==== Excerpt provided ====

Aww, if you missed the poem by Howard Moss, it’s called Front Street. And it’s so hilarious how much it pertains to the NSA’s collection of peace lovers.
David Bowie is one of the many lights of my life. I wish to share another poem that I’ve read recently. It pertains metaphorically to a predicament that I see. If I had more data to upload a video of me reading the poem, I’d do it, but I lack some data requirements, so you’ll have to read this poem. I let you interpret your own meaning:
THE FROZEN HERO
by Thomas H. Vance
The air of the museum
Warns “Do not touch.” Propped still,
The divine statues wear
Sleep that could spring and kill.
That sinewy warrior, king,
Has waked, and stares in stone.
His eyes are beyond fear.
He ages; his mind is gone.
With a dead tongue he cools
The whispering visitors;
Around his niche, his cave,
The riveted city towers.
Around his marble arms
That crushed the fierce demon,
How cold through finicking glass
The atoms of light pour down.
Fabulous, finished and stripped,
For a great fall he stands:
He held up state and sky;
Hard time is on his hands.
He sees his shadow, nothing,
Etched on the scholar’s book;
Pressed with the print of death,
He is praised, but cannot speak.
But yet his majesty moves:
Stealing, hidden and still,
When midnight melts the walls,
He slips his pedestal.
O now he leaps to life
In shafts deeper than rock;
In rooms no city roofs
This conqueror cleaves the dark.
Magnificent in the night
He slays his spectral foes,
He wastes the astonished earth
And wounds the still shadows.
Bent, blind, he walks in blood;
Striding in sleep, nightmares,
Beyond the darkest pole,
He freezes, but still endures.
His proud arms, perilous thews,
Stiffen in silent stone.
The slow light threads his hands
That thrashed the lost dragon.
— by Thomas H. Vance
My inspirational desktop. My bullies have made me strong.The light of my life lingers in the hearts of all souls, and my abusers know that I choose love and (eventually) forgiveness. I cannot be bought. The gods of all beliefs are with me on one thing: the power of love. I am not a terrorist, but I sometimes call my cat one…–when he knocks stuff off the counter…!
I am a mellow bringer of peace, and my fingerprint upon humanity lives forever;
within my words are truth and beauty. Our souls will live forever. Our dreams are ours.
My government knows me better than my family. What a terrible revelation, because
my government has been known to murder peaceful people.
Please google search: gang-stalking and no-touch torture.It is a terrible offense to our countries beautiful dreamers and wonderful thinkers. Our scientists, whistleblowers, and bloggers (me) have and are being subjected to this illegal technique. It is the biggest threat to creative peaceful people of our planet. All Occupiers are not safe. I am an American, and a dreamer of love in all actions, but I was still subject to this terrible practice. Because I called the head of NSA “my fuzzy puppet” among many other things. Essentially, it’s a form of psychological blackmail, and it is very difficult to prove.

====

● **What to do**
[a] Answer these questions using the blog post:
(i) What is the title of the Howard Moss poem the writer mentions?
(ii) Who wrote "The Frozen Hero"?
(iii) When does the writer sometimes call their cat a terrorist?
[b] Summarize the blog post in two sentences.
[c] Pull out the part of the blog post from "His proud arms, perilous" to "dreams are ours.", copied word for word.
The material that follows comes from a separate source and is unrelated to the blog post.

==== Information provided ====

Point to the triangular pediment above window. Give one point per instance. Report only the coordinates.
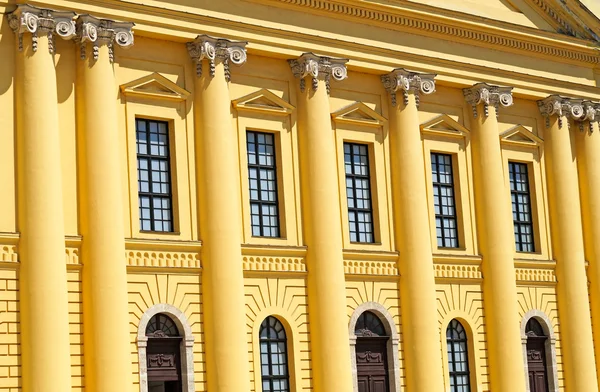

====

● **Activity answers**
[a]
(i) Front Street
(ii) Thomas H. Vance
(iii) When he knocks stuff off the counter

[b] The blog post shares "The Frozen Hero," a poem by Thomas H. Vance about a museum statue of a warrior king that slips its pedestal at midnight, and leaves readers to interpret its meaning. The writer then says they choose love and forgiveness toward bullies and abusers, and states that they were subjected to gang-stalking and no-touch torture because they called the head of the NSA "my fuzzy puppet."

[c]
His proud arms, perilous thews,
Stiffen in silent stone.
The slow light threads his hands
That thrashed the lost dragon.
— by Thomas H. Vance
My inspirational desktop. My bullies have made me strong.The light of my life lingers in the hearts of all souls, and my abusers know that I choose love and (eventually) forgiveness. I cannot be bought. The gods of all beliefs are with me on one thing: the power of love. I am not a terrorist, but I sometimes call my cat one…–when he knocks stuff off the counter…!
I am a mellow bringer of peace, and my fingerprint upon humanity lives forever;
within my words are truth and beauty. Our souls will live forever. Our dreams are ours.